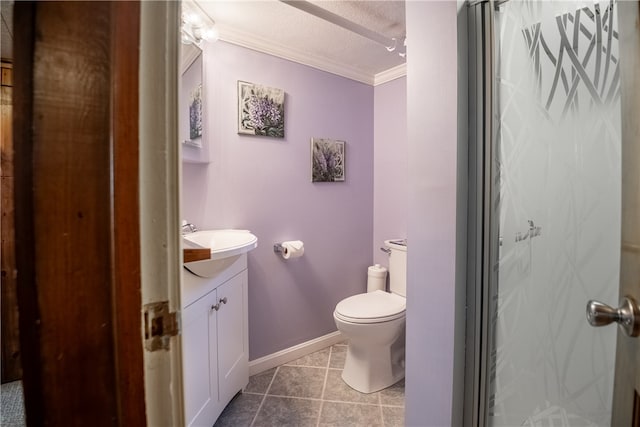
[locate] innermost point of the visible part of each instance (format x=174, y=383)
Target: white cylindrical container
x=377, y=278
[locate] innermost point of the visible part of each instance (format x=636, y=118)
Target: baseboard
x=292, y=353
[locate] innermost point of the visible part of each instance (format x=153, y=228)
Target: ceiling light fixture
x=389, y=43
x=196, y=25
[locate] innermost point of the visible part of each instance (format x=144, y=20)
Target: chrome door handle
x=627, y=315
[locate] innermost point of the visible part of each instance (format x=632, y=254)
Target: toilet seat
x=372, y=307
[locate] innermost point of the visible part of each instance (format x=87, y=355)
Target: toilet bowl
x=374, y=323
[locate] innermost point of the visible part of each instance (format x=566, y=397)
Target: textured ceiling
x=279, y=29
x=283, y=30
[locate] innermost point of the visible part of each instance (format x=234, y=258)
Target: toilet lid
x=372, y=307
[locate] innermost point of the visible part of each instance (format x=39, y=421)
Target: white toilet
x=374, y=323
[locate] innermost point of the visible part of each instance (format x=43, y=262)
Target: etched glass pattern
x=558, y=107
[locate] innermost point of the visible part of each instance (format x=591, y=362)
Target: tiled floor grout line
x=315, y=399
x=386, y=403
x=255, y=417
x=324, y=385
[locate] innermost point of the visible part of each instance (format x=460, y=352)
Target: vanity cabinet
x=214, y=340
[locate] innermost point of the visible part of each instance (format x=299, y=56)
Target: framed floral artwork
x=327, y=160
x=260, y=110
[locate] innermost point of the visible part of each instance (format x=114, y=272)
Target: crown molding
x=390, y=74
x=249, y=41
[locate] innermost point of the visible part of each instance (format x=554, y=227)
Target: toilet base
x=368, y=369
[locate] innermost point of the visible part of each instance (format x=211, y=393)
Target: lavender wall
x=433, y=209
x=389, y=165
x=264, y=185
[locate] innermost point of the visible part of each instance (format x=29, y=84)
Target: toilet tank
x=397, y=266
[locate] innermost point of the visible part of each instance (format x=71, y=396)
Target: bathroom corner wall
x=432, y=227
x=390, y=162
x=264, y=185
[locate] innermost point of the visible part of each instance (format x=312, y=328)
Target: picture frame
x=260, y=110
x=327, y=160
x=195, y=115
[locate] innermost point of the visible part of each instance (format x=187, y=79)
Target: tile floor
x=310, y=392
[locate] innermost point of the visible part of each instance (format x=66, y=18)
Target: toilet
x=374, y=323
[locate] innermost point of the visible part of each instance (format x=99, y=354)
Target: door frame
x=83, y=345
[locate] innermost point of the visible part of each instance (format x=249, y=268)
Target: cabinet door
x=199, y=363
x=233, y=352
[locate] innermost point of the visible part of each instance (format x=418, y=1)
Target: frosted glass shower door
x=558, y=147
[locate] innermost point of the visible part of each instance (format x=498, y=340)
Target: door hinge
x=159, y=326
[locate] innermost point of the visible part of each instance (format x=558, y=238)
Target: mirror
x=190, y=102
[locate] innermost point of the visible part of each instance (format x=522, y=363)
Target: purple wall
x=433, y=208
x=264, y=185
x=390, y=162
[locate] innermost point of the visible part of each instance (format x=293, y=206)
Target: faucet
x=187, y=227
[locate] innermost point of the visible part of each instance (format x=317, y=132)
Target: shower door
x=556, y=177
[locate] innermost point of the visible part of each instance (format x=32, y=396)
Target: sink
x=225, y=246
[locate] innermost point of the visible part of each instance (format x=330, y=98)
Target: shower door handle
x=627, y=315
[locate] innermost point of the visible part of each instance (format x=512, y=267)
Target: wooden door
x=76, y=200
x=626, y=400
x=11, y=368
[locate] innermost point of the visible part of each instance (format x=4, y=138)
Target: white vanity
x=215, y=345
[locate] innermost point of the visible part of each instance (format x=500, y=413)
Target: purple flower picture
x=260, y=110
x=327, y=160
x=195, y=113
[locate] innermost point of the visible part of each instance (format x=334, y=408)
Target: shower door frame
x=482, y=220
x=483, y=235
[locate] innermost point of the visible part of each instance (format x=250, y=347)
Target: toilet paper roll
x=376, y=278
x=292, y=249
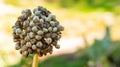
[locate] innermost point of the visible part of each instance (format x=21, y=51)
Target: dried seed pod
x=38, y=37
x=34, y=47
x=48, y=40
x=16, y=40
x=33, y=41
x=34, y=29
x=55, y=29
x=21, y=18
x=39, y=44
x=40, y=32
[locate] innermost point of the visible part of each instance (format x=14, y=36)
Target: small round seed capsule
x=40, y=32
x=57, y=46
x=23, y=48
x=17, y=46
x=50, y=29
x=28, y=44
x=55, y=29
x=45, y=30
x=36, y=19
x=34, y=47
x=48, y=40
x=39, y=44
x=52, y=23
x=32, y=24
x=31, y=35
x=18, y=31
x=34, y=29
x=38, y=37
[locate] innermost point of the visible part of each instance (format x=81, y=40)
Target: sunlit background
x=91, y=37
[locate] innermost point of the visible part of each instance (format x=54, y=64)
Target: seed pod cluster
x=36, y=32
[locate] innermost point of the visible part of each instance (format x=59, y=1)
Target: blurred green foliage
x=103, y=52
x=90, y=4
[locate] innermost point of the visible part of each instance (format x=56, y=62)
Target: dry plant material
x=37, y=32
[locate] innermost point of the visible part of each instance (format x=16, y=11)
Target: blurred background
x=91, y=37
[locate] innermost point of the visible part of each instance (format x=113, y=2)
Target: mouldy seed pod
x=25, y=23
x=37, y=32
x=34, y=29
x=57, y=46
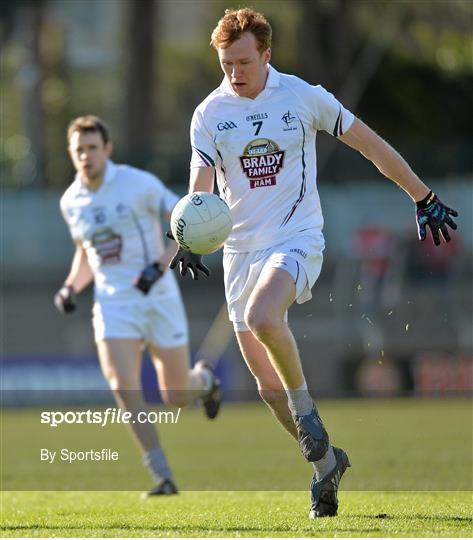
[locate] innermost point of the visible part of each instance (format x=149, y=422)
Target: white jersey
x=263, y=150
x=119, y=227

__________________________________________________

# GIVEN PROBLEM:
Copy out the material word for word, from the line containing "(format x=312, y=328)" through the line containing "x=159, y=326", including both of those lines.

# ANSWER:
[locate] innermost point of the visible part of each instance (format x=312, y=328)
Target: picture frame
x=260, y=110
x=327, y=160
x=195, y=115
[locate] innermost point of the visible part of each instance (format x=187, y=79)
Target: tile floor
x=310, y=392
[locate] innermost point of the visible part of each instance (format x=66, y=18)
Target: toilet
x=374, y=323
[locate] innermost point of the visible part of each instance (format x=99, y=354)
Target: door frame
x=83, y=345
[locate] innermost point of the visible part of each instance (format x=249, y=268)
Target: cabinet door
x=199, y=363
x=233, y=352
[locate] innermost point of the visible part of each instance (format x=418, y=1)
Target: frosted glass shower door
x=558, y=147
[locate] innermost point of the visible part of each instance (format x=498, y=340)
Target: door hinge
x=159, y=326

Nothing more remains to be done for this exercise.